| SUPPLIED PASSAGE |
[Begin]

Graduate School of Science Bldg. No.3, Room 108
(
map
)

For inquiries, please contact the
organizer
So.Okada@gmail.com
.

12/17 (Monday)

14:45-16:15
Jack
Huizenga
(UI Chicago)

*Birational geometry of the Hilbert scheme of points in the plane
and Bridgeland stability
*

16:30-18:00
Tom Sutherland
(U. Sheffield & U. Oxford)

*Quadratic differentials as stability conditions
*

12/18 (Tuesday)

09:00-10:30
Akishi Ikeda (U. Tokyo)

*The space of stability conditions for preprojective algebras of
m-Kronecker quivers
*

10:45-12:15
Jack
Huizenga
(UI Chicago)

*Interpolation for vector bundles and divisors on the Hilbert
scheme of points in the plane
*

13:15-14:45
Tom Sutherland
(U. Sheffield & U. Oxford)

*Stability conditions for Painlevé quivers
*

12/19 (Wednesday)

10:30-12:00
Takahisa
Shiina
(Kogakuin U.)

*The space of stability conditions for quivers
*

13:00-14:30
Kotaro Kawatani
(Nagoya U.)

* A hyperbolic metric on the space of stability conditions on K3
surface with $\rho=1$ and applications
*

14:45-16:15
Zeng Hua
(Kansas State U. & Chinese U. of HK)

*Spin structure on moduli space of sheaves on CY 3-folds
*

Jack Huizenga

Title : Birational geometry of the Hilbert scheme of points in the
plane and Bridgeland stability

Abstract : The Hilbert scheme of $n$ points in the projective plane
parameterizes zero-dimensional subschemes of length $n$. An
interesting problem is to describe the birational geometry of this
space, and give modular interpretations for its various birational
models. Recent work with Daniele Arcara, Aaron Bertram, and Izzet
Coskun carries out this program, at least for small $n$. We study
the stable base locus decomposition of the effective cone of the
Hilbert scheme, and observe that this decomposition can be
understood via a similar decomposition of a space of Bridgeland
stability conditions. We formulate a precise conjectural
correspondence between the two pictures, and observe this
correspondence holds in some small examples.

Title : Interpolation for vector bundles and divisors on the Hilbert
scheme of points in the plane

Abstract : A first step in understanding the birational geometry of
the Hilbert scheme of points in the plane is to determine the cone
of effective divisors. A natural way to construct effective
divisors on the Hilbert scheme is to consider loci of schemes which
fail to impose independent conditions on sections of a vector bundle
on the plane. We construct the effective cone by showing general
collections of points impose independent conditions on sections of
suitable vector bundles. Along the way, we will be lead to consider
a natural generalization of Gaeta's theorem on the resolution of a
general ideal sheaf of n points. This resolution has a natural
interpretation in terms of Bridgeland stability, and we observe that
general ideal sheaves are always destabilized by exceptional
bundles. We also verify that our computation of the effective cone
is consistent with the conjectural correspondence between the stable
base locus decomposition and the decomposition of the space of
Bridgeland stability conditions.

[End]

| CHALLENGE 1 |
Say whether each statement agrees with the talk schedule, answering yes or no and quoting the words that decide it: (a) Akishi Ikeda is listed with the University of Tokyo. (b) Kotaro Kawatani is listed with Kogakuin U. (c) The first Huizenga abstract says the recent work was carried out for every value of n.
The entries that follow have no connection to the talk schedule.

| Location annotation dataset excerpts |
[Begin]

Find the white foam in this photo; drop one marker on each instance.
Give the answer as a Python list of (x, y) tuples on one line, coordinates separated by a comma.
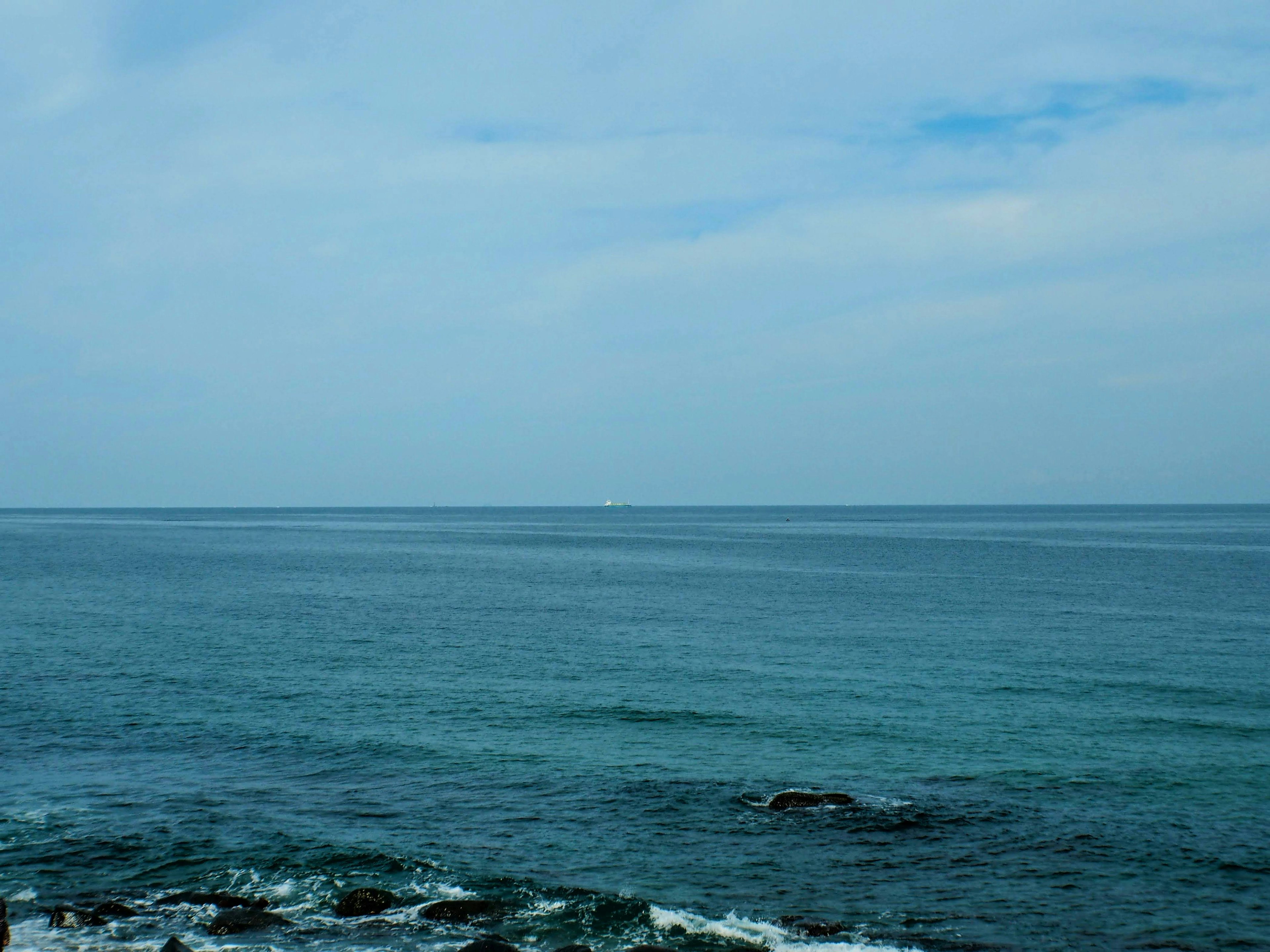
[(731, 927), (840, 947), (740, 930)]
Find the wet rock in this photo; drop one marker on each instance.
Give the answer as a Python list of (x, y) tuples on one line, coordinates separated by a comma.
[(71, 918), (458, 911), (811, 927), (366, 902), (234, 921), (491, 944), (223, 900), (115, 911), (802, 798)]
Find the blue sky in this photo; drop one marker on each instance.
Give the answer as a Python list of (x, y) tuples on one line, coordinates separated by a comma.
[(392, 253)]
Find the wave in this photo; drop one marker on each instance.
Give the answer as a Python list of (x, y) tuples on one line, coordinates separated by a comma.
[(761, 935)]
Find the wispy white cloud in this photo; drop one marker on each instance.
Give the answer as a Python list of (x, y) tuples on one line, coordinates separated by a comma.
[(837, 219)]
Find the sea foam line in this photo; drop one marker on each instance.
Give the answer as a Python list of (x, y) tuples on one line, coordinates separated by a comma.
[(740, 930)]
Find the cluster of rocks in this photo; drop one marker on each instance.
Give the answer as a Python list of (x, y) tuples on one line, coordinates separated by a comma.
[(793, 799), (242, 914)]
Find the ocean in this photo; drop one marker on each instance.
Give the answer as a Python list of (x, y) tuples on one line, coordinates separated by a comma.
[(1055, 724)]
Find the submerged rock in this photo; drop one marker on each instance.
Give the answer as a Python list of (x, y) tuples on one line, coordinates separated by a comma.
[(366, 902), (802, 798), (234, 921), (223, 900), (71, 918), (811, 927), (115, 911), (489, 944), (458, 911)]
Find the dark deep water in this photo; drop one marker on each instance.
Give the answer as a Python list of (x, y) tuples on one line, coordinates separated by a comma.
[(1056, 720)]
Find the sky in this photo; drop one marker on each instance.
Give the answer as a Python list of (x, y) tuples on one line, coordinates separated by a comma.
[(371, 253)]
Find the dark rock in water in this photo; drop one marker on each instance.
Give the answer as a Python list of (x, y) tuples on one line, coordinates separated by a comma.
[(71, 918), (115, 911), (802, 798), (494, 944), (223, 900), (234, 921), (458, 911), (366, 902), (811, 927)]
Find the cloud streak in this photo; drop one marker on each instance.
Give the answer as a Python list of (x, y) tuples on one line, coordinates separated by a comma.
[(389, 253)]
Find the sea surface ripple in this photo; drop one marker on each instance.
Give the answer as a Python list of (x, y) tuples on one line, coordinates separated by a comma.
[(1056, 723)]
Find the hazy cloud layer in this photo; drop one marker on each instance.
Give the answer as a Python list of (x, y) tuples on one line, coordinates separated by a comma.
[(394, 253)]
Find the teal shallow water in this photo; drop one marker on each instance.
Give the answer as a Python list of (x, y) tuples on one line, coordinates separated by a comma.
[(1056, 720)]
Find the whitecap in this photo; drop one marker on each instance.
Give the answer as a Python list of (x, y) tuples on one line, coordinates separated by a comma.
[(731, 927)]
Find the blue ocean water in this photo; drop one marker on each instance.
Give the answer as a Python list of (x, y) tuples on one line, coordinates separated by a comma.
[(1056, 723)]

[End]

| CHALLENGE 2 |
In the entries, replace "marker" with "pin" in the lines from the one containing "Find the whitecap" through the last line of the entries, both included, and leave everything else unchanged.

| FINAL RESULT 1 |
(a) Yes: "Akishi Ikeda (U. Tokyo)". (b) No: "(Nagoya U.)". (c) No: "at least for small $n$".

| FINAL RESULT 2 |
Find the whitecap in this photo; drop one pin on each instance.
Give the answer as a Python list of (x, y) tuples on one line, coordinates separated by a comma.
[(731, 927)]
Find the blue ocean water in this photo; drop one pin on each instance.
Give the answer as a Python list of (x, y) tuples on one line, coordinates separated by a comma.
[(1056, 723)]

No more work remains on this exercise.